[start]

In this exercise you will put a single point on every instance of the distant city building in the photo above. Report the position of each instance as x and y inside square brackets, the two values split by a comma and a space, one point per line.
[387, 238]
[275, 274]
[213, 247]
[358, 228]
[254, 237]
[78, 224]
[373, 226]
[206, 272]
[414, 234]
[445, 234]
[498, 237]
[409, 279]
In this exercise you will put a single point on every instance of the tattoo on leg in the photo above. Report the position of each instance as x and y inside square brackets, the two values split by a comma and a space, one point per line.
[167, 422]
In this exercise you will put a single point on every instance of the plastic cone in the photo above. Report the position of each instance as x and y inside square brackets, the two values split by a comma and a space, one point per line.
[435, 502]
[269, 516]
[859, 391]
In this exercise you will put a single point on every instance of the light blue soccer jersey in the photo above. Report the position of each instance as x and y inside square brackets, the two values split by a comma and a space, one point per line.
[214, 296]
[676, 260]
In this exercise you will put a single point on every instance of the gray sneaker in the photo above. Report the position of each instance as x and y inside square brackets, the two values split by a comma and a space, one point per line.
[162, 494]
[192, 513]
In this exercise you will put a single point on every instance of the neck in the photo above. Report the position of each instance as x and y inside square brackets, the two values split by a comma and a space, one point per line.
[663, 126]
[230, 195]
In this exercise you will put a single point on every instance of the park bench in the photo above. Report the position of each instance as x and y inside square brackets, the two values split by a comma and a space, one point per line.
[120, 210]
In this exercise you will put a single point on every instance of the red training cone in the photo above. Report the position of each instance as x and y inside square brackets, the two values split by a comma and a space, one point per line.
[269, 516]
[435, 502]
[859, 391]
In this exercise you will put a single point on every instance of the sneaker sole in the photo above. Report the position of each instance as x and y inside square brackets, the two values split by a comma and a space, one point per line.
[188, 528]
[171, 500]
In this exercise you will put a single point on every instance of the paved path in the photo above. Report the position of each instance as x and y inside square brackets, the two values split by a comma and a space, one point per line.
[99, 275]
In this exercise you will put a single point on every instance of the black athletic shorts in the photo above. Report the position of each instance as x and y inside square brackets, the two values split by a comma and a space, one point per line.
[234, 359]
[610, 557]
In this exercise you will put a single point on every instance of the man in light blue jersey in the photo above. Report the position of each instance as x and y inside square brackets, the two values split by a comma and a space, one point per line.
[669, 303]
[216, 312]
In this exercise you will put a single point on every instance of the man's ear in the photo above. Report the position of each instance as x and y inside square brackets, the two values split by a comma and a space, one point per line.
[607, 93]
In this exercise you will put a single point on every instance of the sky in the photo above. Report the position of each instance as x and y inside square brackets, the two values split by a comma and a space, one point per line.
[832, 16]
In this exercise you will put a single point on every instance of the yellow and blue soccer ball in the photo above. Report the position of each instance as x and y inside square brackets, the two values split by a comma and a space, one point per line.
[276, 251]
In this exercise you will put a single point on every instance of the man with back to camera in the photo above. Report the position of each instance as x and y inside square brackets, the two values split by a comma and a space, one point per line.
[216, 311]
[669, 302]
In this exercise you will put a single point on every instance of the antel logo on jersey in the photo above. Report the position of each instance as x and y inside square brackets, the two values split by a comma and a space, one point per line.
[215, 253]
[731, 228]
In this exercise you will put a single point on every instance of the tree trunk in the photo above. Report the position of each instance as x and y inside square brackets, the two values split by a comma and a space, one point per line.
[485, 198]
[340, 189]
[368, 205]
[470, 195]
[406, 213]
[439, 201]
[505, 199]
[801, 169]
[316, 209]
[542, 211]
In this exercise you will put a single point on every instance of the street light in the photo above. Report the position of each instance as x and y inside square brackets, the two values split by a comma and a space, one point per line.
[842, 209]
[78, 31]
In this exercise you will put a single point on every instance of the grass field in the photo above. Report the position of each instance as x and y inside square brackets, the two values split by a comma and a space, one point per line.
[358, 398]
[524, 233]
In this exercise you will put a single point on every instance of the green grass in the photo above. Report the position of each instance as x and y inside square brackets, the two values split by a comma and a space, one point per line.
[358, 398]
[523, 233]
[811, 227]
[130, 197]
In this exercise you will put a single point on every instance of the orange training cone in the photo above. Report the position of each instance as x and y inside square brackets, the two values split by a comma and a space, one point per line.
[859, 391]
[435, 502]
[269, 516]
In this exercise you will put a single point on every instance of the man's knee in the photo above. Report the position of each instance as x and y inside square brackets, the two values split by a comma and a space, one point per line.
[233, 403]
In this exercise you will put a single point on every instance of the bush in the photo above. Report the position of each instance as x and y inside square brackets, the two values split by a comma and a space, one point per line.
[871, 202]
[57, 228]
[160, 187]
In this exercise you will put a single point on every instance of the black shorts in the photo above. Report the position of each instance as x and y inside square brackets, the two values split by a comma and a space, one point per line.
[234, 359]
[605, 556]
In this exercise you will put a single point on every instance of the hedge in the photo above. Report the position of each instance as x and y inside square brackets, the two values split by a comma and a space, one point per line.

[end]

# Problem description
Only the lines from the one containing "of the green" to the end of the data should be printed, exactly as they stand.

# The solution
In this exercise you will put a single point on every instance of the green grass in the photo above. Report the position of each instance as x and y inside square brackets, the two values split by a comma and a space, one point per line.
[358, 398]
[523, 233]
[811, 227]
[130, 197]
In this exercise you will put a single point on every instance of the orange training cone in the photo above. Report the position of each instance as x and y inside square brackets, the two values split by a comma and a space, one point per line.
[859, 391]
[435, 502]
[269, 516]
In this exercise you will put a single point on every instance of the man's knee in the photo above. Report the position of each instance as x and y inside square brackets, the two values split by a comma and a space, one point per line.
[233, 403]
In this exercise you will put a single point on every instance of the bush in the photo above. Report the position of each instance as x and y inside square brackets, the two values split by a comma and a space, one point per line.
[871, 202]
[57, 228]
[160, 187]
In this exercise you will put a single point on every instance of the black shorts in the photo above. Report the position of each instance as x and y inside square brackets, the two values split by a comma and a space, one point per line.
[234, 359]
[605, 556]
In this exercise you will put a single point on every instance of the hedge in the photo above. Report the position of each instance as x and y inside square brackets, the two values split by a comma and a space, one point per line.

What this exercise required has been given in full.